### TEXT PASSAGE
Your confidence that a gene has discrete, identifiable instantiation is
excessive. We can define Open Reading Frames (ORFs), but very few genes
producing anything more than a protein. There are many problems created if
one defines ORFs as genes. We still have no way of pointing to a specific
DNA sequence and saying 'this is the recessive blue-eye gene.'<<

Wasn't it you who earlier in the same message insisted that we *shouldn't* be
saying that genes are more than just DNA? I think the problem here is trying
to greedily fit the DNA itself and alone into evolutionary algorithm, rather
than just saying that DNA is central to the activity of genes which do fit
into the evolutionary algorithm via Dawkin's selfish gene theory.

>> This lack of specificity is exactly the same situation as we have in
neurology. We can locate a few places in the brain that produce phenotypic
expression, just as we can locate a few places on a DNA strand producing
specific proteins. Just as we might search for a protein producing gene on
a chromosome, we might search for a specific place on the brain producing a
behavior.

Both a gene and a Lynch-meme are best seen in terms of a 'critical path.'
If you get too close to the DNA or neural tissue, the process path widens.
It is impossible to define a specific 'critical path' for macroscopic
phenotypic expression. Content oneself with microscopic process paths, and
nice discrete physical elements emerge to define both gene and Lynch-meme.<<

Yes, but will what emerges be able to satisfy the need for the evolutionary
algorithm to have a complete replicator in its own right? If not, then
"meme" is just a fancy new word to describe things no better and perhaps a
bit worse than the words that we already had to descibe what goes on in
neural tissue and behavior. In otherwords its just the next fad.

>>>We will never be able to point to a neuron and say, "that is a meme"
>and capture any significant sense of what we are talking about.

I disagree. We can already do this with simple behavioral expressions. I
was recently reading about a neural researcher who identified a spot on
rabbit brains that produces involuntary eye blinking. Remove this small
group of neurons and the rabbit cannot blink, the phenotypic expression is
gone. That spot contains a meme.<<

I wouldn't say so. Unless you put this into a larger evolutionary cultural
context that is not strictly dependent upon biological replicators - which I
think this is - then you haven't shown me a meme at all. You've just shown
me a piece of neuro-biology and resultant behavior and chosen to call it a
meme - only succeeding in confusing us with some faddish language where the
good old language would have worked better.

I want to see a piece of neuro-culture. Show me which neurons in the brain
are the male hat-wearing memes, and tell me what happened in our collective
brains and neurons long about the Kennedy administration to cause them to no
longer function so prevalently. Better yet, show me how I can use *this*
knowlege to bring that meme back to its previously robust existence. I am
sure that its decline triggered the moral decay we see today. ;-) That
would be a grand feat of truly memetic engineering, and not just another
marketing scheme or spin-doctoring job.

>>While this is a minor example, it is exactly analogous to what we know of
genes.

Perhaps you have a better term than 'Lynch-meme.' I'm not wedded to the
term. I just want to be clear that when I talk about memes, I'm talking
about something analogous to a gene instantiated in brain tissue.

Mark<<

The only thing that I am really wedded to is materialism and the evolutionary
algorithm. Because without those, "memes" is just the next new age fad.

I am actually rather fond of William Benzon's conception of memes, which I
still see to be different from Gatherer or Lynch. I wonder if he does? I
wish his website was still operational, does anyone know if his work is
available elsewhere on the web? Anyways all of these conceptions are inside
baseball as far as memetics is concerned. None of them suggest anything
outside materialism or the evolutionary algorithm.

Thank you for your thoughtful reply.

### MATERIAL SUPPLIED
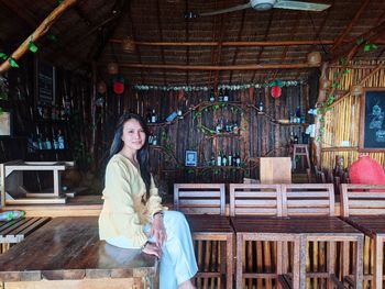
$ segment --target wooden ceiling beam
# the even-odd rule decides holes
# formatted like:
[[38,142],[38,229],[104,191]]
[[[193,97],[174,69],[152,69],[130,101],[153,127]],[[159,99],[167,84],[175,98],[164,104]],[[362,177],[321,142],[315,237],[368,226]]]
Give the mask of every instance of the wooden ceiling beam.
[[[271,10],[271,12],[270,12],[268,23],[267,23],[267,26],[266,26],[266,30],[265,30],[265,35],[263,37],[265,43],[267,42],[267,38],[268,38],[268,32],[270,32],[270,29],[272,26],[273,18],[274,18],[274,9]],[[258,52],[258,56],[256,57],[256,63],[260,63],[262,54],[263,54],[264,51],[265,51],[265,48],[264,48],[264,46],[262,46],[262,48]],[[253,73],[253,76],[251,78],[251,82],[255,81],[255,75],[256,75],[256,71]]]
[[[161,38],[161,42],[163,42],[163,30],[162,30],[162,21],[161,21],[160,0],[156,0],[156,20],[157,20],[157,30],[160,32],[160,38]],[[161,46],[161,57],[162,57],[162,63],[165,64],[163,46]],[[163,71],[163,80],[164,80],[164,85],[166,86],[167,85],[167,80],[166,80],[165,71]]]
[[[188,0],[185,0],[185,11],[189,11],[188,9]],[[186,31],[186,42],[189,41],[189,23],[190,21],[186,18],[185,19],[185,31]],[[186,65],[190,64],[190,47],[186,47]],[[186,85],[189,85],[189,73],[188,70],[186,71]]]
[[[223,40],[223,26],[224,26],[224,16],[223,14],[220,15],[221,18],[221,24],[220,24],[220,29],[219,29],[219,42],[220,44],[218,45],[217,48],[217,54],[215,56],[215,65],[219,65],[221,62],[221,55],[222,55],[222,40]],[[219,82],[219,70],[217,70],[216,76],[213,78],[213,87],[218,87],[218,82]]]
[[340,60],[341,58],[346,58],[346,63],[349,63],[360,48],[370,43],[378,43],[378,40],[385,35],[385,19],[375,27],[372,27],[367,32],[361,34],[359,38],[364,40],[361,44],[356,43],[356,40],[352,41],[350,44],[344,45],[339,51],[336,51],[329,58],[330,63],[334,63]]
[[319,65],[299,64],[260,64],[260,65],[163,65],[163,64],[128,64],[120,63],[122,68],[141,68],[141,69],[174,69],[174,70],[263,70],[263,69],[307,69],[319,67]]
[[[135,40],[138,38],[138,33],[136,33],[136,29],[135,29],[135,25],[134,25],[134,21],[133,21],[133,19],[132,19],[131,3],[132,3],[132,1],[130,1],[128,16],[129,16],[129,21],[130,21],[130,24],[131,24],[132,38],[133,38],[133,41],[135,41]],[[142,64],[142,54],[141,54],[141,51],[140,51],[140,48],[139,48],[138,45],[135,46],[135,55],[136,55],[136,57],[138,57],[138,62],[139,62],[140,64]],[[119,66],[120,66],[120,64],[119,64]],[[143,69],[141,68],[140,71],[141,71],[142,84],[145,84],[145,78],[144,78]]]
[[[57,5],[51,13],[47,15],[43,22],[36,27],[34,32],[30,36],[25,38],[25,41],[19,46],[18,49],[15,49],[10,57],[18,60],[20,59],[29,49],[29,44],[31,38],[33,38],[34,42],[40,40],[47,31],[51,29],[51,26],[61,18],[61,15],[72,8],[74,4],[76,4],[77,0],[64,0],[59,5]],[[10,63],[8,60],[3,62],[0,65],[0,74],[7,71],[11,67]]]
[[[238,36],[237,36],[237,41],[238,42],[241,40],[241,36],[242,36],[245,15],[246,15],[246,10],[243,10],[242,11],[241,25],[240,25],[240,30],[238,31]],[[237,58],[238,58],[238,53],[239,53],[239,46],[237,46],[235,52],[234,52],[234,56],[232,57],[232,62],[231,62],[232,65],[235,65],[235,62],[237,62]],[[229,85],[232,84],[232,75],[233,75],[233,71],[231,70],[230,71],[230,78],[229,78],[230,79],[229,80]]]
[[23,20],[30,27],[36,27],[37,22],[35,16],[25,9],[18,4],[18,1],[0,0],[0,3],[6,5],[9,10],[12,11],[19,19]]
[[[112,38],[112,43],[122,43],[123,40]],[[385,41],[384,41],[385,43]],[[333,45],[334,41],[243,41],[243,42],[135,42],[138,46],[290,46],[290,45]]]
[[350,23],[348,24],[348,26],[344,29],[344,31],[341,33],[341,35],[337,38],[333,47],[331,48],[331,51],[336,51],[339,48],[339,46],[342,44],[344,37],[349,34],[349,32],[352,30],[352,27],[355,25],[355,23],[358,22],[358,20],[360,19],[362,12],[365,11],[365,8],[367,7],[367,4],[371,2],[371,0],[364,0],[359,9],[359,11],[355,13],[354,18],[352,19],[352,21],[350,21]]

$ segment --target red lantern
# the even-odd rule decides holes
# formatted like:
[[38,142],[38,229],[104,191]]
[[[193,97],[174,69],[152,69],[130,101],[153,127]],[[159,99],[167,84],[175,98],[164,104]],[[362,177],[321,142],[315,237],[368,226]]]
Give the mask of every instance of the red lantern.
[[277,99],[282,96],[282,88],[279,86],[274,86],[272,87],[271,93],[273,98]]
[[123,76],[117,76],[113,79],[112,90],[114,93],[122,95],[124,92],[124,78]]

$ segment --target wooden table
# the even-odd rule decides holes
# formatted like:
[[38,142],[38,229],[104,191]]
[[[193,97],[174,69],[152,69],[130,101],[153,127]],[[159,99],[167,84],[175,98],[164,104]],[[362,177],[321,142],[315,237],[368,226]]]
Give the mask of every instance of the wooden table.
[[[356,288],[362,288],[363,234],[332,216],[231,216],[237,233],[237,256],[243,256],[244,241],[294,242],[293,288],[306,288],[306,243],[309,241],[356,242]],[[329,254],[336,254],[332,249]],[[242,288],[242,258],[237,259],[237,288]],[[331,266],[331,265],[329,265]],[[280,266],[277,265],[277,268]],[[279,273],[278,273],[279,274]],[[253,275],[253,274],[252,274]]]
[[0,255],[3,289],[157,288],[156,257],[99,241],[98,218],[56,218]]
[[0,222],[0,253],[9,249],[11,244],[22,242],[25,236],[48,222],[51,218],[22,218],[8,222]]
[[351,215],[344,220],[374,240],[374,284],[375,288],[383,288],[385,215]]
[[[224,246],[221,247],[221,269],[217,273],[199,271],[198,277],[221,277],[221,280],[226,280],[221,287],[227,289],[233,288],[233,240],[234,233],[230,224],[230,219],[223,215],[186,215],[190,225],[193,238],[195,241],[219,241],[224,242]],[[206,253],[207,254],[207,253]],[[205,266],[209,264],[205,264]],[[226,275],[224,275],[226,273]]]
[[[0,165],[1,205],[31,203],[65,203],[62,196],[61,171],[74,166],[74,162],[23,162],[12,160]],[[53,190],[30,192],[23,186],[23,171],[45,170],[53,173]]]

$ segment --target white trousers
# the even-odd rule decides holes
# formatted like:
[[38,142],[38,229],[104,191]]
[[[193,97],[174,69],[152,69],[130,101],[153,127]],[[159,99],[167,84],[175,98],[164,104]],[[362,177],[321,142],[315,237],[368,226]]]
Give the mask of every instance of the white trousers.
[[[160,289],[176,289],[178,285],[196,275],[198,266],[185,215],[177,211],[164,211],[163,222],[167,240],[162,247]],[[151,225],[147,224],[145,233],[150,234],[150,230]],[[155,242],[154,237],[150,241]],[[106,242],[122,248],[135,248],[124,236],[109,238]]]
--
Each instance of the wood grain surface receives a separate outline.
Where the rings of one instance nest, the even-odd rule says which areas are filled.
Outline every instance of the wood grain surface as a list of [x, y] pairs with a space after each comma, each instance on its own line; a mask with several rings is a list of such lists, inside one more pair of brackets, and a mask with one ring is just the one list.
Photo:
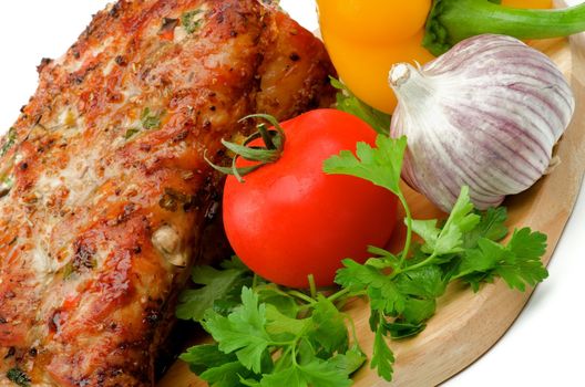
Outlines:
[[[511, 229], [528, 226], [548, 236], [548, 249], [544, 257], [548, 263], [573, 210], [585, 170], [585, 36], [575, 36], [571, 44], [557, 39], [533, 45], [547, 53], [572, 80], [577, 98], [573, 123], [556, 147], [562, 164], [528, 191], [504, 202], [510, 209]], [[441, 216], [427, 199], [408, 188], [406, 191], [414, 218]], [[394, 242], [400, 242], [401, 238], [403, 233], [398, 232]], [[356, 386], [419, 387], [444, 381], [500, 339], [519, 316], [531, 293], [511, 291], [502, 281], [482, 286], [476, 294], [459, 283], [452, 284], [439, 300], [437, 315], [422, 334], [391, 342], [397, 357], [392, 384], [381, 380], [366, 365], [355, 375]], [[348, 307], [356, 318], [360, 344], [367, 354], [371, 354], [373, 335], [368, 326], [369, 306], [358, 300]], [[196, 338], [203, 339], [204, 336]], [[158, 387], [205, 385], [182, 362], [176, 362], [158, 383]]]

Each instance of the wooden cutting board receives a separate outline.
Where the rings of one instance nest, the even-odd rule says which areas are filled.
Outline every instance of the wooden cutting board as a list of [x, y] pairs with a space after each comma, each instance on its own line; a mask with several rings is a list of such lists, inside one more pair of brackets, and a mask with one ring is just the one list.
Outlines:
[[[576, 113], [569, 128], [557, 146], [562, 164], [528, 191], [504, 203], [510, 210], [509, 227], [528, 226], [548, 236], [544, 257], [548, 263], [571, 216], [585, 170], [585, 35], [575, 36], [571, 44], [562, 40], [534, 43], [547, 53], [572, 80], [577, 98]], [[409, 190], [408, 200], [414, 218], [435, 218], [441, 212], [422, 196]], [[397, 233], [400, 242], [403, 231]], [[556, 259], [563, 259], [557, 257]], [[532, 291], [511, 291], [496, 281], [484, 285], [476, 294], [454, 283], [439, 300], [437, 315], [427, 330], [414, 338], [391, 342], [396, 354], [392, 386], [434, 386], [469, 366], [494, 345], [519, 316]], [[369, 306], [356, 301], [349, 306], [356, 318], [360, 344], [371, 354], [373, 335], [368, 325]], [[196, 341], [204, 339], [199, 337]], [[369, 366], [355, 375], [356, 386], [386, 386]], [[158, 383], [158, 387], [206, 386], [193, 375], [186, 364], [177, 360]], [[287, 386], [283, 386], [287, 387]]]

### DESCRIPTION OF THE TASK
In the message on memes, what did the neural researcher identify in rabbit brains? The listing plays no part in what follows.

### PROBLEM SOLUTION
A spot that produces involuntary eye blinking.